Task directions:
Copy out every item below with each "VisualDetect v3" replaced by "VisualDetect v4" and nothing else altered, leaving the pictures out.

Data for processing:
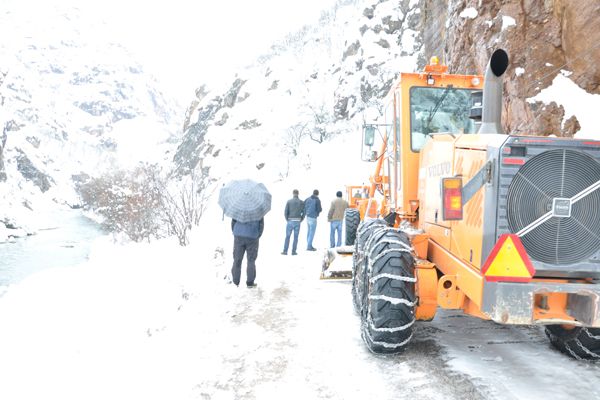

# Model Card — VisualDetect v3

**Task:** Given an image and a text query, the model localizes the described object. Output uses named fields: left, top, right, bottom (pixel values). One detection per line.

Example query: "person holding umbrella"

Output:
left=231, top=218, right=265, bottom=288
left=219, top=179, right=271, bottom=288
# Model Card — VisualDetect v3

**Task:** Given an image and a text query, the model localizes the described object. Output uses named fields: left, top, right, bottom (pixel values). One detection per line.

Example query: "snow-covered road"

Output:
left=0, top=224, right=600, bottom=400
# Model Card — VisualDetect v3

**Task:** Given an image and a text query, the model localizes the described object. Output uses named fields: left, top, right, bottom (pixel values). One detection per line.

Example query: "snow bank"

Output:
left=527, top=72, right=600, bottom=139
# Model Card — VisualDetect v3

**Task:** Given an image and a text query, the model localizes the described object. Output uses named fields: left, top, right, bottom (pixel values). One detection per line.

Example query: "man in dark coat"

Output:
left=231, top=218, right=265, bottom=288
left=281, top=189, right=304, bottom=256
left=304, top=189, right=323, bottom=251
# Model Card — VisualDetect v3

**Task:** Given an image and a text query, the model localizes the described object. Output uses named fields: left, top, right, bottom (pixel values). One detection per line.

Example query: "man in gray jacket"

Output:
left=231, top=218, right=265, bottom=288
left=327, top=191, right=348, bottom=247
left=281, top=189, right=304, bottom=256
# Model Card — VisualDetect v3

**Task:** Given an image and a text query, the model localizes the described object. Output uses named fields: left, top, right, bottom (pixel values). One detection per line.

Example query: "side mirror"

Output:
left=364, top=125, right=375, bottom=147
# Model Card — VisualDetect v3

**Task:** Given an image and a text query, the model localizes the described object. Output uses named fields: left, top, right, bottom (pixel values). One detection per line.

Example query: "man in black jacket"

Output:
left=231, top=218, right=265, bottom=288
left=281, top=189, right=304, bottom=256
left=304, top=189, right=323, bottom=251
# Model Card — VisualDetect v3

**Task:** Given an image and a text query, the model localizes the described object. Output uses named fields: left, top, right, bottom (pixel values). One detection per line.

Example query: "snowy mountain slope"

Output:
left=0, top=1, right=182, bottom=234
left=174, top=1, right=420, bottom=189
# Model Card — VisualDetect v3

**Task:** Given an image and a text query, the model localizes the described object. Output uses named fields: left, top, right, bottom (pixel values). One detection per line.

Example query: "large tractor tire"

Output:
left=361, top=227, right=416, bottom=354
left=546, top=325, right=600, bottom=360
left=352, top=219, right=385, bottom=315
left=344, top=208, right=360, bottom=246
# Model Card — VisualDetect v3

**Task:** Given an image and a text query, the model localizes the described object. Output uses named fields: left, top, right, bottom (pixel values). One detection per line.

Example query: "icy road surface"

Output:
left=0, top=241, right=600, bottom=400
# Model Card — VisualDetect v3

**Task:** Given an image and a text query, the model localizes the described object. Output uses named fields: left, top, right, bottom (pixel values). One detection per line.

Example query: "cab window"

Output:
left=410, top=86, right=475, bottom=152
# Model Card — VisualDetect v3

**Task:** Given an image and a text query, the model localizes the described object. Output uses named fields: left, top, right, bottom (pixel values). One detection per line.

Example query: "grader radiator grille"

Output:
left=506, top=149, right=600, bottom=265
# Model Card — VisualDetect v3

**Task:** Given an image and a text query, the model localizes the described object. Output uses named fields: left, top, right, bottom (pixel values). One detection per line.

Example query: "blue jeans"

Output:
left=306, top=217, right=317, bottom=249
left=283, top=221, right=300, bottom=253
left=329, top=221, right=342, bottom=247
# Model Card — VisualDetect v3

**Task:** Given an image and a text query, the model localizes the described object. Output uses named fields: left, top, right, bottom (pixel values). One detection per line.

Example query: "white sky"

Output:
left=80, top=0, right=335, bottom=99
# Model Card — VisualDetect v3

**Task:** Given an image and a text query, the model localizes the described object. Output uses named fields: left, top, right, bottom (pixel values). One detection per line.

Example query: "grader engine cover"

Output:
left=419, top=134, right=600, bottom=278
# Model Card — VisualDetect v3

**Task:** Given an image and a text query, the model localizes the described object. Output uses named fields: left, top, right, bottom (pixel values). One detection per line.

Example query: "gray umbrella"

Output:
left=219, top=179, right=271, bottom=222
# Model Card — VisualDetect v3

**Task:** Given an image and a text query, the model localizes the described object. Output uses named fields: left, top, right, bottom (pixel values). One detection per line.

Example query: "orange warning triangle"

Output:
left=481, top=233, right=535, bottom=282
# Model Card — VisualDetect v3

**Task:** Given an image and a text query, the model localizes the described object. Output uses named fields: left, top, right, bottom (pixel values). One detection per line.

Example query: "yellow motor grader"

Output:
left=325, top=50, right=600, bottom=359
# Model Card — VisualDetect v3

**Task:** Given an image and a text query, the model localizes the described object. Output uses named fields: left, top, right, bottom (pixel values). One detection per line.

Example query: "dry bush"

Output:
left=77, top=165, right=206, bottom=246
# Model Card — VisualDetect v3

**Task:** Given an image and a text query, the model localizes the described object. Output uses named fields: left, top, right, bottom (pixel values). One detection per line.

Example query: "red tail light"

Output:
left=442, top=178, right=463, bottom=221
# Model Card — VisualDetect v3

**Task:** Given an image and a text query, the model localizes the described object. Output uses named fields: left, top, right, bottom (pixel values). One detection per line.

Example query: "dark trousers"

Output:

Complete output:
# Model Card — VisualDetect v4

**Task:** Given an image and a text query, the model localizes the described object. Output uses named fields: left, top, right, bottom (pixel values). One detection per line.

Example query: "person holding umbrella"

Output:
left=231, top=218, right=265, bottom=288
left=219, top=179, right=271, bottom=288
# Model Card — VisualDetect v4

**Task:** Given an image and a text query, the model localizes the described object. Output uses named fields: left, top, right, bottom (pixel values). One detection per line.

Example query: "snow-covered road"

Output:
left=0, top=224, right=600, bottom=400
# Model Card — VisualDetect v4

**Task:** Given an image and a text query, the model localizes the described object. Output uses named fields: left, top, right, bottom (pixel values). One detection per line.

Example query: "snow bank"

Output:
left=527, top=72, right=600, bottom=139
# Model Card — VisualDetect v4

**Task:** Given an image and a text query, the model localizes the described object. Output uses named fields: left, top, right, bottom (pixel values). One detection per line.

Example query: "man in dark coat"

Output:
left=231, top=218, right=265, bottom=288
left=281, top=189, right=304, bottom=256
left=304, top=189, right=323, bottom=251
# Model Card — VisualDetect v4

**Task:** Given an image and a text query, the model localizes the described object. Output uses named fields: left, top, right, bottom (pixel values). One detection per line.

Example query: "man in gray jacket"

Output:
left=231, top=218, right=265, bottom=288
left=327, top=191, right=348, bottom=247
left=281, top=189, right=304, bottom=256
# Model Card — VisualDetect v4

**Task:** Given an image and a text query, the model localizes the described object. Output uses named fields: left, top, right, bottom (pixel values). One detection per line.

Example query: "side mirror"

Output:
left=364, top=125, right=375, bottom=147
# Model Card — VisualDetect v4

**Task:** Given an image and a text query, the model localizes the described object. Output uses named fields: left, top, right, bottom (pixel values). One detection per line.

Example query: "man in black jacket"

Output:
left=231, top=218, right=265, bottom=288
left=281, top=189, right=304, bottom=256
left=304, top=189, right=323, bottom=251
# Model Card — VisualDetect v4

**Task:** Given an image and a text query, the model localizes the described object. Output uses named fields: left, top, right, bottom (pixel values). One detection per line.

Example query: "snowy mountain slope"

Output:
left=0, top=1, right=182, bottom=234
left=174, top=1, right=420, bottom=189
# Model Card — VisualDetect v4

**Task:** Given an image and a text query, the model localizes the described object. Output uses named fields: left, top, right, bottom (pixel values). One detection per line.

Example query: "large tractor tire"

Output:
left=361, top=227, right=416, bottom=354
left=546, top=325, right=600, bottom=360
left=352, top=219, right=385, bottom=315
left=344, top=208, right=360, bottom=246
# Model Card — VisualDetect v4

**Task:** Given an image and a text query, the model localizes the described object. Output uses named fields: left, top, right, bottom (pixel values). One detection per line.

Example query: "icy road surface"

Output:
left=0, top=241, right=600, bottom=400
# Model Card — VisualDetect v4

**Task:** Given an image and a text query, the model localizes the described object. Output uses named fields: left, top, right, bottom (pixel values). One detection per line.

Example query: "cab window"

Output:
left=410, top=86, right=475, bottom=152
# Model Card — VisualDetect v4

**Task:** Given an image and a text query, the model localizes the described object. Output uses named fields: left, top, right, bottom (pixel values). One detection per line.

Example query: "grader radiator grille"

Output:
left=506, top=149, right=600, bottom=265
# Model Card — VisualDetect v4

**Task:** Given an image and a text query, the model localizes the described object. Output uses named fields: left, top, right, bottom (pixel values). One detection per line.

Example query: "blue jeans"

Output:
left=306, top=217, right=317, bottom=249
left=283, top=221, right=300, bottom=253
left=329, top=221, right=342, bottom=247
# Model Card — VisualDetect v4

**Task:** Given an image and a text query, the model localizes the described object. Output uses named fields: left, top, right, bottom (pixel values). One detection per line.

Example query: "white sky"

Output:
left=80, top=0, right=335, bottom=99
# Model Card — VisualDetect v4

**Task:** Given an image and a text query, the model localizes the described object. Output uses named fields: left, top, right, bottom (pixel values). One detection per line.

Example query: "grader engine cover"

Output:
left=419, top=134, right=600, bottom=278
# Model Card — VisualDetect v4

**Task:** Given an image and a text query, the model localizes the described object. Output uses named fields: left, top, right, bottom (pixel values). One detection per line.

Example query: "gray umbrella"

Output:
left=219, top=179, right=271, bottom=222
# Model Card — VisualDetect v4

**Task:** Given an image and a text query, the model localizes the described object. Output uses named fields: left, top, right, bottom (pixel values). One detection per line.

Example query: "orange warning triangle"

Output:
left=481, top=233, right=535, bottom=282
# Model Card — VisualDetect v4

**Task:** Given an image and a text query, the model localizes the described object. Output uses named fields: left, top, right, bottom (pixel values). One detection per line.

Example query: "yellow motor grader"

Output:
left=325, top=50, right=600, bottom=359
# Model Card — VisualDetect v4

**Task:** Given an image and a text query, the model localizes the described object. Output uses named fields: left, top, right, bottom (pixel values). One detection per line.

Example query: "dry bush"

Output:
left=77, top=165, right=206, bottom=246
# Model Card — VisualDetect v4

**Task:** Given an image and a text query, the model localizes the described object. Output uses named fields: left, top, right, bottom (pixel values). One detection per line.

Example query: "red tail light"

Output:
left=442, top=178, right=463, bottom=221
# Model Card — VisualDetect v4

**Task:** Given an image and a text query, the model localizes the described object. Output uses named fields: left, top, right, bottom (pixel values). One detection per line.

Example query: "dark trousers"

Output:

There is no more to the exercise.